◆ **Data excerpts**
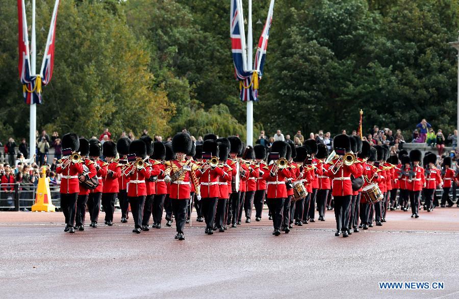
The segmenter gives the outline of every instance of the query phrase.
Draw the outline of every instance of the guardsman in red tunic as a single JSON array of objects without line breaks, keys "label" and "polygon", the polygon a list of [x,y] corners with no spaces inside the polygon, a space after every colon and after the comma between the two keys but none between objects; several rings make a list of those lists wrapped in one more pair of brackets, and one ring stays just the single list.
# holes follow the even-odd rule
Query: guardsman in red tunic
[{"label": "guardsman in red tunic", "polygon": [[[89,159],[94,163],[94,166],[97,171],[97,178],[99,184],[95,189],[89,190],[89,197],[88,199],[88,210],[91,217],[91,224],[89,226],[93,228],[97,227],[97,221],[99,219],[99,212],[100,211],[100,201],[102,198],[102,189],[104,183],[102,179],[107,176],[108,163],[99,159],[102,154],[102,147],[99,140],[97,139],[89,139]],[[106,225],[108,222],[105,221]]]},{"label": "guardsman in red tunic", "polygon": [[172,150],[177,155],[177,159],[165,162],[166,182],[170,182],[169,196],[175,216],[177,234],[175,238],[185,240],[184,228],[187,217],[187,207],[191,192],[191,184],[196,190],[196,200],[201,200],[199,182],[195,172],[200,167],[191,160],[185,159],[185,156],[191,151],[191,138],[188,134],[178,133],[172,138]]},{"label": "guardsman in red tunic", "polygon": [[[86,138],[80,138],[80,148],[78,152],[82,157],[83,167],[83,173],[80,178],[81,180],[91,180],[97,176],[97,171],[94,167],[94,162],[86,158],[89,154],[89,141]],[[89,189],[86,188],[81,181],[80,183],[80,192],[78,193],[78,199],[76,200],[76,217],[75,229],[80,231],[85,230],[85,216],[86,215],[86,205],[89,195]],[[91,222],[92,225],[92,222]]]},{"label": "guardsman in red tunic", "polygon": [[104,178],[102,187],[102,206],[105,211],[105,221],[108,225],[113,225],[113,213],[115,213],[115,200],[119,190],[118,179],[121,176],[121,166],[116,157],[116,144],[113,141],[105,141],[102,145],[102,154],[107,160],[107,175]]},{"label": "guardsman in red tunic", "polygon": [[410,160],[413,166],[414,172],[409,179],[412,183],[410,186],[410,203],[411,205],[411,217],[419,217],[419,199],[421,191],[425,186],[425,177],[424,175],[424,168],[419,165],[421,157],[422,154],[419,150],[413,150],[410,152]]},{"label": "guardsman in red tunic", "polygon": [[[451,189],[452,181],[454,179],[455,173],[451,169],[451,158],[445,157],[443,159],[443,170],[442,171],[442,178],[443,179],[443,193],[442,194],[442,201],[440,206],[444,208],[448,202],[448,207],[452,207],[453,202],[449,197],[449,190]],[[459,202],[458,202],[459,205]]]},{"label": "guardsman in red tunic", "polygon": [[164,182],[166,173],[166,166],[164,160],[166,159],[166,147],[161,141],[153,142],[152,160],[150,163],[154,167],[160,170],[155,184],[156,190],[153,197],[153,207],[151,213],[153,216],[152,228],[161,228],[161,220],[163,218],[163,210],[164,208],[164,199],[167,194],[167,186]]},{"label": "guardsman in red tunic", "polygon": [[[346,134],[337,135],[333,139],[333,145],[335,152],[338,155],[350,152],[350,141]],[[338,237],[342,232],[343,237],[349,236],[348,223],[350,216],[349,207],[352,196],[352,186],[351,176],[354,178],[359,177],[359,170],[354,164],[346,165],[342,162],[344,158],[341,158],[333,167],[325,172],[333,180],[333,190],[335,199],[335,217],[336,219],[337,231],[335,235]]]},{"label": "guardsman in red tunic", "polygon": [[[226,138],[220,138],[217,139],[218,144],[218,158],[220,164],[218,167],[227,175],[220,178],[218,185],[220,188],[220,196],[217,203],[217,212],[215,214],[214,227],[218,229],[218,231],[222,233],[225,231],[226,226],[225,216],[226,215],[226,204],[230,199],[231,194],[231,179],[232,178],[233,168],[226,163],[228,155],[230,154],[230,141]],[[202,156],[201,156],[202,157]]]},{"label": "guardsman in red tunic", "polygon": [[[75,151],[80,147],[80,140],[74,133],[66,134],[62,137],[63,154],[65,156],[59,160],[56,172],[62,175],[61,188],[61,208],[65,217],[64,232],[75,232],[75,214],[76,210],[76,200],[80,192],[80,182],[78,176],[83,172],[83,164],[80,159],[73,159]],[[65,150],[69,149],[70,153]]]},{"label": "guardsman in red tunic", "polygon": [[[118,191],[118,199],[119,200],[119,207],[121,210],[121,223],[128,222],[129,218],[129,202],[128,201],[128,181],[129,179],[124,175],[124,170],[127,167],[128,155],[129,154],[129,145],[131,139],[123,137],[118,139],[116,142],[116,151],[119,155],[118,163],[120,164],[121,175],[118,178],[118,185],[119,190]],[[123,165],[123,166],[121,166]]]},{"label": "guardsman in red tunic", "polygon": [[424,170],[425,175],[425,187],[424,188],[425,201],[424,207],[427,212],[434,209],[434,196],[437,186],[442,185],[442,177],[440,169],[435,167],[437,163],[437,155],[431,153],[424,157],[426,167]]},{"label": "guardsman in red tunic", "polygon": [[260,221],[262,218],[265,195],[266,193],[266,182],[263,178],[264,173],[263,169],[266,165],[264,162],[266,159],[266,148],[261,144],[257,144],[253,146],[253,151],[255,152],[255,160],[257,161],[254,166],[256,169],[258,169],[259,173],[256,181],[257,190],[253,196],[253,206],[255,207],[255,220]]},{"label": "guardsman in red tunic", "polygon": [[[284,203],[287,197],[285,182],[291,177],[288,163],[284,163],[287,146],[287,144],[284,141],[273,142],[268,157],[268,165],[263,169],[265,171],[263,179],[266,180],[268,185],[266,198],[272,216],[274,229],[272,234],[275,236],[280,234]],[[284,162],[281,160],[282,158]]]}]

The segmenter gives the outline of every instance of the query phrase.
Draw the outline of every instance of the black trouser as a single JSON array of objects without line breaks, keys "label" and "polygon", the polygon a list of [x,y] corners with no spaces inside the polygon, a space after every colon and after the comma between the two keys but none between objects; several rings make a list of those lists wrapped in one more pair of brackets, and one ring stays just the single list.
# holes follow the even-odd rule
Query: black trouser
[{"label": "black trouser", "polygon": [[285,198],[284,201],[284,213],[283,213],[282,218],[282,229],[289,227],[290,224],[290,204],[292,202],[292,197],[293,195],[288,195],[287,198]]},{"label": "black trouser", "polygon": [[347,230],[349,223],[349,209],[352,195],[334,196],[335,199],[335,218],[337,231]]},{"label": "black trouser", "polygon": [[113,213],[115,213],[115,200],[116,193],[103,193],[102,206],[105,211],[105,221],[113,221]]},{"label": "black trouser", "polygon": [[245,218],[247,219],[250,219],[252,217],[252,207],[253,206],[254,196],[254,191],[248,191],[245,192],[245,200],[244,201],[244,211],[245,212]]},{"label": "black trouser", "polygon": [[61,193],[61,208],[65,217],[65,223],[71,227],[75,225],[78,193]]},{"label": "black trouser", "polygon": [[411,212],[417,214],[419,211],[419,197],[420,191],[410,190],[410,203],[411,205]]},{"label": "black trouser", "polygon": [[451,201],[451,198],[449,198],[449,190],[451,188],[449,187],[443,187],[443,193],[442,194],[442,205],[446,204],[446,202],[447,202],[448,205],[449,205],[450,206],[452,206],[452,201]]},{"label": "black trouser", "polygon": [[[311,195],[311,201],[309,202],[309,211],[308,212],[308,219],[314,219],[316,213],[316,199],[317,197],[317,188],[313,189],[313,193]],[[305,211],[306,210],[304,210]]]},{"label": "black trouser", "polygon": [[317,190],[317,208],[319,209],[319,216],[325,216],[325,206],[329,191],[328,189],[319,189]]},{"label": "black trouser", "polygon": [[272,216],[272,223],[275,230],[280,230],[282,225],[282,212],[285,198],[268,198],[269,210]]},{"label": "black trouser", "polygon": [[255,206],[255,217],[261,218],[263,212],[263,204],[265,202],[266,190],[257,190],[253,196],[253,205]]},{"label": "black trouser", "polygon": [[86,215],[86,204],[88,202],[88,194],[78,195],[76,199],[76,214],[75,223],[76,226],[84,225],[85,216]]},{"label": "black trouser", "polygon": [[99,212],[100,211],[100,199],[102,197],[101,192],[90,193],[88,198],[88,210],[91,222],[97,222],[99,219]]},{"label": "black trouser", "polygon": [[204,220],[206,221],[206,227],[208,229],[212,229],[214,227],[218,200],[218,197],[205,197],[201,200],[202,201]]},{"label": "black trouser", "polygon": [[239,196],[239,210],[238,211],[238,222],[241,222],[242,219],[242,210],[244,209],[244,203],[245,202],[246,192],[241,192]]},{"label": "black trouser", "polygon": [[232,193],[230,197],[230,203],[228,207],[228,217],[226,218],[226,224],[230,223],[236,224],[237,222],[238,213],[239,211],[239,197],[241,191]]},{"label": "black trouser", "polygon": [[134,219],[134,226],[140,229],[142,226],[142,218],[143,217],[143,206],[145,204],[145,195],[140,196],[128,196],[128,200],[131,205],[131,212]]},{"label": "black trouser", "polygon": [[[166,194],[166,197],[164,198],[164,210],[166,211],[166,221],[172,220],[172,215],[173,212],[172,206],[172,200],[169,197],[169,194]],[[162,213],[162,211],[161,212]],[[176,215],[175,215],[177,216]]]},{"label": "black trouser", "polygon": [[397,191],[398,189],[393,189],[391,190],[391,207],[397,208]]},{"label": "black trouser", "polygon": [[155,194],[153,196],[153,208],[152,214],[153,214],[153,223],[161,223],[163,219],[163,209],[164,207],[164,198],[166,194]]},{"label": "black trouser", "polygon": [[171,200],[172,210],[175,216],[175,227],[177,233],[183,233],[187,218],[187,207],[189,201],[189,198]]},{"label": "black trouser", "polygon": [[118,192],[119,200],[119,207],[121,209],[121,218],[128,219],[129,213],[129,202],[128,201],[128,192],[125,190],[120,190]]},{"label": "black trouser", "polygon": [[155,194],[147,195],[143,204],[143,215],[142,216],[142,226],[147,226],[150,222],[150,217],[153,211],[153,197]]},{"label": "black trouser", "polygon": [[225,214],[226,210],[227,198],[219,198],[217,202],[217,212],[215,213],[215,223],[219,229],[225,225]]},{"label": "black trouser", "polygon": [[424,202],[424,205],[426,209],[432,209],[434,208],[434,193],[435,192],[435,189],[424,189],[424,195],[425,196],[425,200]]}]

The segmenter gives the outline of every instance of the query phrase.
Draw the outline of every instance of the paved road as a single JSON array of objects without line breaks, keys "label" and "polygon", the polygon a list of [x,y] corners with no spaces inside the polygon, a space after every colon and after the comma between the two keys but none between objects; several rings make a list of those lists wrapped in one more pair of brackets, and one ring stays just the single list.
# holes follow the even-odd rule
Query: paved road
[{"label": "paved road", "polygon": [[[0,297],[457,298],[458,215],[392,212],[384,226],[347,238],[334,236],[329,213],[277,237],[267,219],[213,236],[193,222],[181,242],[173,228],[136,235],[119,223],[71,235],[61,213],[0,213]],[[405,281],[445,289],[378,284]]]}]

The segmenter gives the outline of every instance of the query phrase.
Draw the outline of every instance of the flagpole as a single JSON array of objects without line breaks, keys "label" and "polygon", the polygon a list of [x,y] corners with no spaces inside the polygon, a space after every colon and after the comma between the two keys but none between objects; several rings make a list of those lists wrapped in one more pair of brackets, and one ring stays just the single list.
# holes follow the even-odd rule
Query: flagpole
[{"label": "flagpole", "polygon": [[[32,28],[31,41],[31,74],[36,74],[37,46],[35,41],[35,0],[32,0]],[[30,151],[29,158],[31,158],[35,154],[35,131],[37,131],[37,104],[33,102],[33,94],[31,94],[30,128],[29,130],[29,145]]]},{"label": "flagpole", "polygon": [[[252,0],[248,0],[248,27],[247,32],[247,68],[252,69],[252,56],[253,42],[252,36]],[[247,100],[247,145],[253,145],[253,101]]]}]

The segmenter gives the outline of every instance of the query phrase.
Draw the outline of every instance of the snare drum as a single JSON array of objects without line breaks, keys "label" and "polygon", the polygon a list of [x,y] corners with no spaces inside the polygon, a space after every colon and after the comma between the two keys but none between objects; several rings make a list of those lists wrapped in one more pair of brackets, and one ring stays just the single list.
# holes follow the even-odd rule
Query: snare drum
[{"label": "snare drum", "polygon": [[381,201],[384,197],[377,184],[374,183],[364,187],[362,191],[362,196],[367,203],[370,204],[376,204]]}]

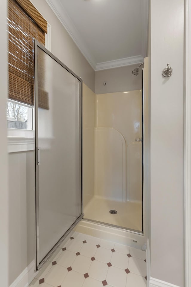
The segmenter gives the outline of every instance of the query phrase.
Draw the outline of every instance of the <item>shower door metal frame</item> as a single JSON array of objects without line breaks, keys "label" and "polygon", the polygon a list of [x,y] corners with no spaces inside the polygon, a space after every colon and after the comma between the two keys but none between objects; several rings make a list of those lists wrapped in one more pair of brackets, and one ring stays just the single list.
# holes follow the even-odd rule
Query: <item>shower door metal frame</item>
[{"label": "shower door metal frame", "polygon": [[[63,235],[59,241],[55,244],[53,247],[45,257],[40,262],[39,259],[39,190],[38,190],[38,165],[37,162],[37,148],[38,146],[38,48],[39,47],[46,54],[50,56],[53,60],[65,69],[68,72],[71,74],[76,78],[80,83],[81,87],[79,90],[79,151],[80,151],[80,166],[79,171],[81,174],[80,186],[81,187],[81,198],[82,213],[70,227]],[[47,261],[52,253],[59,246],[67,235],[72,231],[72,229],[82,219],[84,216],[83,196],[83,156],[82,156],[82,83],[81,78],[75,74],[67,66],[56,58],[53,54],[47,50],[43,45],[39,43],[37,40],[34,39],[34,111],[35,116],[34,117],[35,127],[35,188],[36,188],[36,241],[35,241],[35,271],[39,270],[44,263]]]}]

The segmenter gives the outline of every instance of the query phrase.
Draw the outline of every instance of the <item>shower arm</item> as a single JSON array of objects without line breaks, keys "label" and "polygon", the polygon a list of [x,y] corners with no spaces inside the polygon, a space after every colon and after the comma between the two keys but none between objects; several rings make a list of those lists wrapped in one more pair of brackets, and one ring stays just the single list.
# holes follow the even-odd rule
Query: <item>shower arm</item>
[{"label": "shower arm", "polygon": [[140,64],[138,67],[137,67],[138,69],[139,69],[140,67],[141,67],[141,65],[143,65],[144,64],[144,63],[141,63],[141,64]]}]

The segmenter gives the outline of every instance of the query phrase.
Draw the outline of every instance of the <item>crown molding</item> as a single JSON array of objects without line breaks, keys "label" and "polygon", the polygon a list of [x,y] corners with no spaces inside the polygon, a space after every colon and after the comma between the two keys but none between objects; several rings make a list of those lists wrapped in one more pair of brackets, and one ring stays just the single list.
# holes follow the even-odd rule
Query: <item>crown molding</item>
[{"label": "crown molding", "polygon": [[[144,62],[143,57],[141,55],[139,55],[129,58],[97,63],[93,55],[87,48],[80,36],[78,31],[59,0],[56,1],[54,1],[54,0],[46,0],[46,1],[64,27],[80,51],[95,71],[128,66],[139,64]],[[148,0],[145,0],[145,1],[146,2],[148,2]],[[145,10],[146,10],[147,7],[146,4],[144,4],[144,7]],[[148,5],[147,7],[148,8]],[[147,29],[147,25],[144,26],[145,26],[144,28],[144,30],[145,30],[145,29],[146,30]],[[145,47],[145,51],[147,49],[147,41],[145,39],[143,45]],[[142,54],[144,55],[146,54],[146,53],[145,51],[144,52],[144,54]]]},{"label": "crown molding", "polygon": [[46,2],[59,19],[90,65],[94,70],[96,62],[80,36],[79,32],[74,25],[60,1],[46,0]]},{"label": "crown molding", "polygon": [[112,69],[124,66],[129,66],[136,64],[140,64],[144,62],[143,57],[139,55],[129,58],[124,58],[118,60],[109,61],[107,62],[98,63],[96,65],[95,71],[100,71],[101,70]]}]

◆ **The task**
Rewrite the entries from their beginning through the line containing "Query: guardsman in red tunic", with "red tunic" replaced by "scarlet tunic" and everything else unchanged. Omit the pictures from the answer.

◆ **Solution**
The segmenter gives the outline of every instance of the query phrase.
Draw the outline of every instance of the guardsman in scarlet tunic as a single JSON array of objects without line breaks, keys "label" and "polygon", the polygon a list of [x,y] corners with no spaces inside the polygon, a space after every colon and after the comma between the two keys but none between objects; several rings make a list of those lists wrapped in one more pair of brackets, and one ring stays just the single list.
# holes follow the even-odd rule
Query: guardsman in scarlet tunic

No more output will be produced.